◆ Goal of the exercise
What follows is a listing to be transcribed exactly.

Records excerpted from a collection
★ ★ ★ ★ ★ ★ ★

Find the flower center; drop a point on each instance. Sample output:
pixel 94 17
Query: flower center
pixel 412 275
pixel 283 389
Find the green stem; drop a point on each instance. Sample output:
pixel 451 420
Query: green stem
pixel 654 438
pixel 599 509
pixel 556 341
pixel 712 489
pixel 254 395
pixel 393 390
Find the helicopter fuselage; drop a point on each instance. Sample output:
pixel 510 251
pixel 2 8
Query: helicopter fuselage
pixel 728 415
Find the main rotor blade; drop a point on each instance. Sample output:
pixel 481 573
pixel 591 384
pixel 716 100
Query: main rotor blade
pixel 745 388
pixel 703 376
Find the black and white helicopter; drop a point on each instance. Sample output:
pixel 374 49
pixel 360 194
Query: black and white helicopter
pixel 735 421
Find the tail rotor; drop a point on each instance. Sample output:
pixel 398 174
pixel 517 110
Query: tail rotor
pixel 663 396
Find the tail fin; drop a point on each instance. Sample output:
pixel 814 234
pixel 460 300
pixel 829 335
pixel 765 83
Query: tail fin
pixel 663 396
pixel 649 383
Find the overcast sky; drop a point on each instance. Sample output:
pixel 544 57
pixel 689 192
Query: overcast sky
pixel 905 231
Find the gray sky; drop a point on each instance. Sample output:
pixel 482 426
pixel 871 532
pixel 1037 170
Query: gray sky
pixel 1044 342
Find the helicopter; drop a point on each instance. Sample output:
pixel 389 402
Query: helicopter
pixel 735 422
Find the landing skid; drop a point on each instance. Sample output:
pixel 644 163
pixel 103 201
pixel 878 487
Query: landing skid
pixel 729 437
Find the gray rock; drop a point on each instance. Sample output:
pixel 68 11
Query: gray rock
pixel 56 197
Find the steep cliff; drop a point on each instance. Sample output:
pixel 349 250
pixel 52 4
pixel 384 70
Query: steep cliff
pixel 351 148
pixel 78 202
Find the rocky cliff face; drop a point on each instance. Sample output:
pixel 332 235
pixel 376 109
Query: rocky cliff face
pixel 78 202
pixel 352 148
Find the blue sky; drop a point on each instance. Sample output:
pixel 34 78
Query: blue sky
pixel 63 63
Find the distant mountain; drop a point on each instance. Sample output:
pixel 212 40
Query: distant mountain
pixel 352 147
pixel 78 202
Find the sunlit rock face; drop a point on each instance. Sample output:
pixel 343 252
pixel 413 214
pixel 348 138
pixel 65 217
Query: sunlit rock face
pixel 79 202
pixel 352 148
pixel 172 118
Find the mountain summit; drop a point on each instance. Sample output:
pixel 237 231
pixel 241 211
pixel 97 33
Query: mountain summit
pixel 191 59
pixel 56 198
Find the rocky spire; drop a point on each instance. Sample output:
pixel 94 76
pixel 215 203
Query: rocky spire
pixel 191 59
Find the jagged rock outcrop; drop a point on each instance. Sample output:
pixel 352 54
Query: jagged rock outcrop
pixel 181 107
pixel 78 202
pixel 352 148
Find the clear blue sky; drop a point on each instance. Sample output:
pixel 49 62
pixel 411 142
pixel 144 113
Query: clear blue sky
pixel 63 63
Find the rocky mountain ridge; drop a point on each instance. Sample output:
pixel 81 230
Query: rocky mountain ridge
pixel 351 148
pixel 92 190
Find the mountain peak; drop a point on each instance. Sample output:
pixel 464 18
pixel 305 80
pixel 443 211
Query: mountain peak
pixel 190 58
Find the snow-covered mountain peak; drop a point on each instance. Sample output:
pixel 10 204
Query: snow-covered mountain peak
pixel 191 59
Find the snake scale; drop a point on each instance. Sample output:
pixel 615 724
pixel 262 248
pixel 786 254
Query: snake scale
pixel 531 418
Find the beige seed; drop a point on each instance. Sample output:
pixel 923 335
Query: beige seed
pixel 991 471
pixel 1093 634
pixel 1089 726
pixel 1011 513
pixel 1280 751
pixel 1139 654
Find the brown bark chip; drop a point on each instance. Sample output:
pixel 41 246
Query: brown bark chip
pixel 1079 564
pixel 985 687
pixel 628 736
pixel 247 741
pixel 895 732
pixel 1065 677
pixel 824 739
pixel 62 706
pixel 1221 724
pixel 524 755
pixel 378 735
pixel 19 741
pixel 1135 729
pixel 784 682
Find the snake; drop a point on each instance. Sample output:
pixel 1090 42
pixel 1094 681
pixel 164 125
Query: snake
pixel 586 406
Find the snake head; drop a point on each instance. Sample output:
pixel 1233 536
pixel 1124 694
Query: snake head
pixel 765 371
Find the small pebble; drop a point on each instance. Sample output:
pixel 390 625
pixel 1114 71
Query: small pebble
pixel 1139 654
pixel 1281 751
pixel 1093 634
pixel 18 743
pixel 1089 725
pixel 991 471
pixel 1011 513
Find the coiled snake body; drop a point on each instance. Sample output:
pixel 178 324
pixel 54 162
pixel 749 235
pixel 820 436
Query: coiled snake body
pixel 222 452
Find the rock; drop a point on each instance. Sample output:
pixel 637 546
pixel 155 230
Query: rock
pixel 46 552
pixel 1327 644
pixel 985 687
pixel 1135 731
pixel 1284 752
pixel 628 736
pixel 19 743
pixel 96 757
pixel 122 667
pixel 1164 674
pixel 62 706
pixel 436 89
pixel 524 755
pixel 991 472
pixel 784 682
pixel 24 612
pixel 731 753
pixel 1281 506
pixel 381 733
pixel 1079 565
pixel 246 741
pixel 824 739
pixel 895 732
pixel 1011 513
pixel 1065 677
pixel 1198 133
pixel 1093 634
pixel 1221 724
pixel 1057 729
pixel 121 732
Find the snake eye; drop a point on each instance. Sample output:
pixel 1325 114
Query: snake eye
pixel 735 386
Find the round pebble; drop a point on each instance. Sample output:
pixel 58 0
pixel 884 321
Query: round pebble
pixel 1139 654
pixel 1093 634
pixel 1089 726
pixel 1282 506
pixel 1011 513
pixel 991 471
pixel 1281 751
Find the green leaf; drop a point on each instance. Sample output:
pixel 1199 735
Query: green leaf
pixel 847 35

★ ★ ★ ★ ★ ★ ★

◆ Response
Find the flower center; drop a point on each instance. Sample output:
pixel 94 17
Query: flower center
pixel 412 275
pixel 283 389
Find the green stem; drop a point on each instance. Sample output:
pixel 451 420
Query: green stem
pixel 654 438
pixel 599 509
pixel 556 341
pixel 712 489
pixel 254 395
pixel 393 390
Find the helicopter fuselage; drop a point on each instance. Sample output:
pixel 510 251
pixel 2 8
Query: helicopter fuselage
pixel 728 415
Find the main rotor blade; drop a point on each instance. Sample output:
pixel 481 573
pixel 591 384
pixel 716 100
Query: main rotor blade
pixel 745 388
pixel 703 376
Find the black and white helicopter; drop a point on each instance. Sample output:
pixel 374 49
pixel 360 194
Query: black and white helicopter
pixel 735 421
Find the tail rotor; drop a point on each instance. Sample output:
pixel 398 174
pixel 517 110
Query: tail rotor
pixel 663 396
Find the tail fin; drop a point on each instance. Sample output:
pixel 814 234
pixel 460 300
pixel 829 335
pixel 765 83
Query: tail fin
pixel 663 396
pixel 649 383
Find the overcast sky; drop a point on each instance. Sample output:
pixel 544 57
pixel 689 192
Query: overcast sky
pixel 905 231
Find the gray sky; drop a point on each instance. Sample output:
pixel 482 426
pixel 871 532
pixel 1037 170
Query: gray sky
pixel 1044 342
Find the helicopter; drop a point on each instance. Sample output:
pixel 389 402
Query: helicopter
pixel 735 422
Find the landing skid; drop a point on each instance. Sample output:
pixel 644 163
pixel 103 201
pixel 878 487
Query: landing skid
pixel 729 437
Find the gray rock; drop a point on each instance. Sample output:
pixel 68 11
Query: gray rock
pixel 56 197
Find the steep cliff; drop a point on each instance. Sample output:
pixel 349 250
pixel 52 4
pixel 384 70
Query: steep cliff
pixel 351 148
pixel 78 202
Find the rocky cliff face; drop a point on each instance. Sample output:
pixel 332 235
pixel 376 109
Query: rocky cliff face
pixel 78 202
pixel 352 148
Find the blue sky; drop a point on each instance. Sample output:
pixel 34 78
Query: blue sky
pixel 63 63
Find the distant mountain; drop a point on each instance. Sample output:
pixel 212 40
Query: distant mountain
pixel 352 147
pixel 78 202
Find the sunlit rock face; drop a point on each instance. Sample output:
pixel 343 252
pixel 413 214
pixel 348 138
pixel 65 217
Query: sunlit rock face
pixel 79 202
pixel 352 148
pixel 172 118
Find the mountain summit; drop a point on each instance. Sample output:
pixel 237 231
pixel 241 211
pixel 97 33
Query: mountain summit
pixel 191 59
pixel 56 198
Find the rocky spire; drop a point on each instance. Sample output:
pixel 94 76
pixel 215 203
Query: rocky spire
pixel 191 59
Find the jagged rock outcrop; drop a point on each instance. Sample output:
pixel 352 54
Query: jagged rock outcrop
pixel 181 107
pixel 78 202
pixel 352 148
Find the clear blue sky; drop a point on each instance. Sample output:
pixel 49 62
pixel 411 142
pixel 144 113
Query: clear blue sky
pixel 63 63
Find the rocky mountain ridge; drop a point on each instance. Sample output:
pixel 81 230
Query: rocky mountain ridge
pixel 351 148
pixel 92 190
Find the mountain peak; drop a point on each instance. Sample output:
pixel 464 18
pixel 305 80
pixel 443 211
Query: mountain peak
pixel 190 58
Find the snow-covered mountain peak; drop a point on each instance. Sample output:
pixel 10 204
Query: snow-covered mountain peak
pixel 191 59
Find the snake scale; drop a point on each instance. Sample output:
pixel 615 724
pixel 262 248
pixel 786 254
Query: snake scale
pixel 531 418
Find the beige seed; drop a point on each instance. Sample output:
pixel 923 335
Query: beige seed
pixel 991 471
pixel 1093 634
pixel 1089 726
pixel 1011 513
pixel 1280 751
pixel 1139 654
Find the brown bark chip; drop a point on each instance. Sample output:
pixel 41 246
Query: brown bark chip
pixel 1079 564
pixel 985 687
pixel 628 736
pixel 247 741
pixel 895 732
pixel 1065 677
pixel 824 739
pixel 62 706
pixel 1221 724
pixel 524 755
pixel 378 735
pixel 19 741
pixel 1135 729
pixel 784 682
Find the snake; drop a point on each instance. Sample output:
pixel 1090 42
pixel 1094 681
pixel 164 125
Query: snake
pixel 586 406
Find the snake head; drop a point on each instance. Sample output:
pixel 1233 536
pixel 1124 694
Query: snake head
pixel 765 371
Find the small pebble; drop a point on each instance. Sample output:
pixel 390 625
pixel 1114 71
Query: small pebble
pixel 1139 654
pixel 1281 751
pixel 1093 634
pixel 18 743
pixel 1089 725
pixel 991 471
pixel 1011 513
Find the coiled snake body; drop a point on each instance. Sample output:
pixel 178 324
pixel 54 162
pixel 749 235
pixel 820 436
Query: coiled snake body
pixel 222 452
Find the rock; drop a point on each instance. Sample output:
pixel 637 546
pixel 155 230
Query: rock
pixel 46 552
pixel 1327 644
pixel 985 687
pixel 1135 731
pixel 1284 752
pixel 628 736
pixel 19 743
pixel 96 757
pixel 122 667
pixel 1164 674
pixel 62 706
pixel 436 89
pixel 524 755
pixel 991 472
pixel 784 682
pixel 24 612
pixel 731 753
pixel 1281 506
pixel 381 733
pixel 1079 565
pixel 246 741
pixel 824 739
pixel 895 732
pixel 1011 513
pixel 1065 677
pixel 1198 133
pixel 1093 634
pixel 1221 724
pixel 1057 729
pixel 121 732
Find the snake eye; drop a point on each instance. Sample output:
pixel 1325 114
Query: snake eye
pixel 735 386
Find the round pebble; drop a point on each instance. Sample output:
pixel 58 0
pixel 884 321
Query: round pebble
pixel 1139 654
pixel 1093 634
pixel 1089 726
pixel 1282 506
pixel 1011 513
pixel 991 471
pixel 1281 751
Find the green leaf; drop a point on each instance. Sample output:
pixel 1199 735
Query: green leaf
pixel 847 35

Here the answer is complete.